The importance of trust in sustainable community development
Next, Andrea describes the organization structure supporting multiple mobile home park cooperatives and worker-owned enterprises to flourish together. Beyond the technical side, PODER Emma emphasizes the indispensable role of ‘soft’ cultural organizing in strengthening bonds of trust crucial for long-term cooperation.

The cultural organizing —the continuing to build trust amongst neighbors — and the economic development had to go hand in hand…
[I]t takes such strong relationships to dare to build businesses and enterprises and own property together and to be neighbors and govern the mobile home parks that you live in…. we knew that we really had to work hard to invest in both, and to really link them together.

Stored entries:
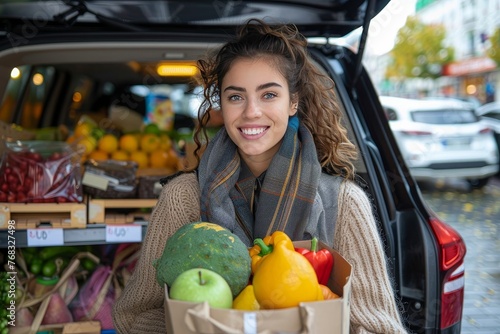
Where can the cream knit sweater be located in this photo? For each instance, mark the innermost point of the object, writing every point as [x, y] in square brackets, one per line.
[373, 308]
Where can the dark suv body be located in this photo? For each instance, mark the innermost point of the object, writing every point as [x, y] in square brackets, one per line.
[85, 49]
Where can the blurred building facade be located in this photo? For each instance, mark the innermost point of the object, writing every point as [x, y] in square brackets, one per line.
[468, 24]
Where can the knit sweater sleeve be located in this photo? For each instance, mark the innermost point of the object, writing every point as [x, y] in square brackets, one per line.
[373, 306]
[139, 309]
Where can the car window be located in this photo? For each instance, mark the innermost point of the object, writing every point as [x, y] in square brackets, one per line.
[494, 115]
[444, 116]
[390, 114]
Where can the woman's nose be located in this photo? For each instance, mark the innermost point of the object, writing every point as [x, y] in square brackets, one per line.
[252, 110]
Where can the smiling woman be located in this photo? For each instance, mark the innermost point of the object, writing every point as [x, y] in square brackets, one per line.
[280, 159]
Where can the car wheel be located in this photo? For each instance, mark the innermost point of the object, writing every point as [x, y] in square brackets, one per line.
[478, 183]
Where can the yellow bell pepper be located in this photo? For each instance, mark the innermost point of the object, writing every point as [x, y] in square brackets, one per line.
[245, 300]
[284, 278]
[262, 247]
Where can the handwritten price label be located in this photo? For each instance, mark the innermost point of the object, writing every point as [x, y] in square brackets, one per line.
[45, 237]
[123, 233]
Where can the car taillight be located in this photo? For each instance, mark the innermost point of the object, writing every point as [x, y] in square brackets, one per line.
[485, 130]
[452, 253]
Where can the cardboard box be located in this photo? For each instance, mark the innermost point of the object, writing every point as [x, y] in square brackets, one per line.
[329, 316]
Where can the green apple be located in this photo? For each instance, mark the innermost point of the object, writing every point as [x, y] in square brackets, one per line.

WHAT IS NEEDED:
Reproduce the passage on trust in community development word for word, starting at "The importance of" and ending at "link them together.". The listing has no connection to the passage on trust in community development.

ANSWER SECTION:
The importance of trust in sustainable community development
Next, Andrea describes the organization structure supporting multiple mobile home park cooperatives and worker-owned enterprises to flourish together. Beyond the technical side, PODER Emma emphasizes the indispensable role of ‘soft’ cultural organizing in strengthening bonds of trust crucial for long-term cooperation.

The cultural organizing —the continuing to build trust amongst neighbors — and the economic development had to go hand in hand…
[I]t takes such strong relationships to dare to build businesses and enterprises and own property together and to be neighbors and govern the mobile home parks that you live in…. we knew that we really had to work hard to invest in both, and to really link them together.